SELECTED EXCERPT:

4.7 Concordance factors

In previous analyses, we were assuming that gene trees and species tree are the same. However, in empirical data, gene trees are often different from species trees, which we call discordance. Now, we will infer different gene trees for each partition separately, and then quantify the concordance between gene trees and species tree with concordance factors.

First, let’s infer one gene tree for each partition.

iqtree2 -s data/turtle.fa -S data/turtle.nex --prefix data/turtle.loci -T 2

Now, we can calculate concordance factors using the list of trees in file turtle.loci.treefile.

iqtree2 -t data/turtle.nex.treefile \
    --gcf data/turtle.loci.treefile \
    -s data/turtle.fa \
    --scf 100

The code above calculates two kinds of concordance factors:

  • Gene concordance factor (gCF): percentage of decisive gene trees concordant with a particular branch of the species tree (0% <= gCF(b) <= 100%).
  • Site concordance factor (sCF): percentage of decisive alignment sites supporting a particular branch of the species tree (~33% <= sCF(b) <= 100%). sCF <33% means that another discordant branch b’ is more supported, whereas sCF=100% means that branch b is supported by all sites.
Exercises
  1. Visualize the tree in data/turtle.nex.treefile.cf.tree. How do gCF and sCF look compared with bootstrap support values?

  2. Challenge: read concordance factors stats in file data/turtle.nex.treefile.cf.stat and create a scatterplot using {ggplot2} showing gCF in the x-axis, sCF in the y-axis, and points colored by bootstrap support values. What do you conclude?

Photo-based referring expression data
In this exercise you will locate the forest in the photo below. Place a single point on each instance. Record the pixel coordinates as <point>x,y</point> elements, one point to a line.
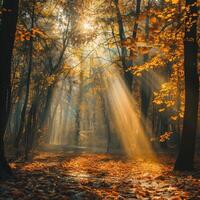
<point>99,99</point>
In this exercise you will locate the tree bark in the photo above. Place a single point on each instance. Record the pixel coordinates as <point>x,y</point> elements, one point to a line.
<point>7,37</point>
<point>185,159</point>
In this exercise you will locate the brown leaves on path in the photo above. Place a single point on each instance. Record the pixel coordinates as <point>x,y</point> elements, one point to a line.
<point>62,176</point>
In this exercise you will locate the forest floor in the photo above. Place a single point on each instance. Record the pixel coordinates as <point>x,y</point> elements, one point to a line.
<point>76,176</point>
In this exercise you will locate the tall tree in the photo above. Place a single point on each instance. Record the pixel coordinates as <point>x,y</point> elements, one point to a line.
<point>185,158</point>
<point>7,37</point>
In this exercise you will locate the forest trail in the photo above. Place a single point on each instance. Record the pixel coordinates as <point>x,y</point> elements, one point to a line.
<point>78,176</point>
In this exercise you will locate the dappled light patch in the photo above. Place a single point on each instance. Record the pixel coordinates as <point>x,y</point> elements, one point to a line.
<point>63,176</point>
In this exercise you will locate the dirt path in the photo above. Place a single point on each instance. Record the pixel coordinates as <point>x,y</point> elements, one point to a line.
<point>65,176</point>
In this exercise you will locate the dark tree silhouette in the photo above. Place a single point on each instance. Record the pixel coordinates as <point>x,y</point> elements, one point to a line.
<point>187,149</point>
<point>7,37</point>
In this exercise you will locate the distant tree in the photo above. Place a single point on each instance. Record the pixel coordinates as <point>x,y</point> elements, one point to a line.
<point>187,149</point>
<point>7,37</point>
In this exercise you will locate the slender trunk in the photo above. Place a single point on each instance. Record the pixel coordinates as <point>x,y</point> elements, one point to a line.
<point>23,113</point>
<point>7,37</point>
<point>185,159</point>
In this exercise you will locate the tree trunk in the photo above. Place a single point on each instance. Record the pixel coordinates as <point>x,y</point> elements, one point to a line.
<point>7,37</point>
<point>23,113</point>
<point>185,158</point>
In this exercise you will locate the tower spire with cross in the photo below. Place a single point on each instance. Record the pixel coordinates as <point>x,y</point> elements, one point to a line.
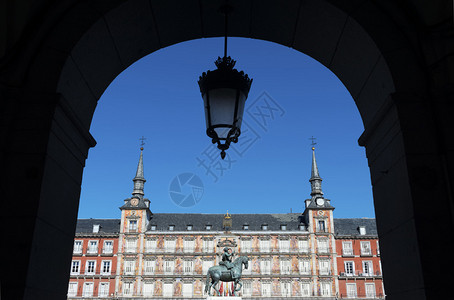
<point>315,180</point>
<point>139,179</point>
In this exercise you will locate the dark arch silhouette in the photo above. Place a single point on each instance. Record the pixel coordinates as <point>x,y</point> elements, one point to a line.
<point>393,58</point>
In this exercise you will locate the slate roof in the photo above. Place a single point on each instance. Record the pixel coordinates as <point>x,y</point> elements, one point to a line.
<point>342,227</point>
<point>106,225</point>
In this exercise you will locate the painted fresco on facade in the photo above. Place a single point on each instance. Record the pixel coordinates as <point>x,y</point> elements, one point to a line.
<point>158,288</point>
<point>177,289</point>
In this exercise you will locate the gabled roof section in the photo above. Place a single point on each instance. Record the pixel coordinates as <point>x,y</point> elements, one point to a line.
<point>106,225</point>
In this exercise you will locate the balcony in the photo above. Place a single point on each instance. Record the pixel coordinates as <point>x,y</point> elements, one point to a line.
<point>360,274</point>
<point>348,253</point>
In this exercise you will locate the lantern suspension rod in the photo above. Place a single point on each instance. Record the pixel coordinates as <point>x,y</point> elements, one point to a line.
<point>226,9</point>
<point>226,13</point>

APPLY WHAT YOU READ:
**A)** According to the excerpt on concordance factors, what does a site concordance factor below 33% indicate?
**B)** Continue the excerpt on concordance factors from the point where it stops.

RESULTS BY TASK:
**A)** It indicates that another discordant branch b' is more supported.

**B)**
# Q1
tree <- read.tree(here("data", "turtle.nex.treefile.cf.tree"))
plot(tree, show.node.label = TRUE)

# Q2
cf_stats <- read.table(
    here("data", "turtle.nex.treefile.cf.stat"), header = TRUE
)

# Q2
library(ggplot2)
ggplot(cf_stats, aes(x = gCF, y = sCF, color = Label)) +
    geom_point(size = 3) +
    scale_color_viridis_c(direction = -1) +
    xlim(0, 100) + 
    ylim(0, 100) +
    geom_abline(slope = 1, intercept = 0, linetype = "dashed")

References

Chernomor, Olga, Arndt Von Haeseler, and Bui Quang Minh. 2016. “Terrace Aware Data Structure for Phylogenomic Inference from Supermatrices.” Systematic Biology 65 (6): 997–1008.
Chiari, Ylenia, Vincent Cahais, Nicolas Galtier, and Frédéric Delsuc. 2012. “Phylogenomic Analyses Support the Position of Turtles as the Sister Group of Birds and Crocodiles (Archosauria).” Bmc Biology 10: 1–15.
Lanfear, Robert, Brett Calcott, Simon YW Ho, and Stephane Guindon. 2012. “PartitionFinder: Combined Selection of Partitioning Schemes and Substitution Models for Phylogenetic Analyses.” Molecular Biology and Evolution 29 (6): 1695–1701.
Lanfear, Robert, Brett Calcott, David Kainer, Christoph Mayer, and Alexandros Stamatakis. 2014. “Selecting Optimal Partitioning Schemes for Phylogenomic Datasets.” BMC Evolutionary Biology 14: 1–14.
Minh, Bui Quang, Minh Anh Thi Nguyen, and Arndt Von Haeseler. 2013. “Ultrafast Approximation for Phylogenetic Bootstrap.” Molecular Biology and Evolution 30 (5): 1188–95.
Minh, Bui Quang, Heiko A Schmidt, Olga Chernomor, Dominik Schrempf, Michael D Woodhams, Arndt Von Haeseler, and Robert Lanfear. 2020. “IQ-TREE 2: New Models and Efficient Methods for Phylogenetic Inference in the Genomic Era.” Molecular Biology and Evolution 37 (5): 1530–34.
Shimodaira, Hidetoshi, and Masami Hasegawa. 1999. “Multiple Comparisons of Log-Likelihoods with Applications to Phylogenetic Inference.” Molecular Biology and Evolution 16 (8): 1114.
Strimmer, Korbinian, and Andrew Rambaut. 2002. “Inferring Confidence Sets of Possibly Misspecified Gene Trees.” Proceedings of the Royal Society of London. Series B: Biological Sciences 269 (1487): 137–42.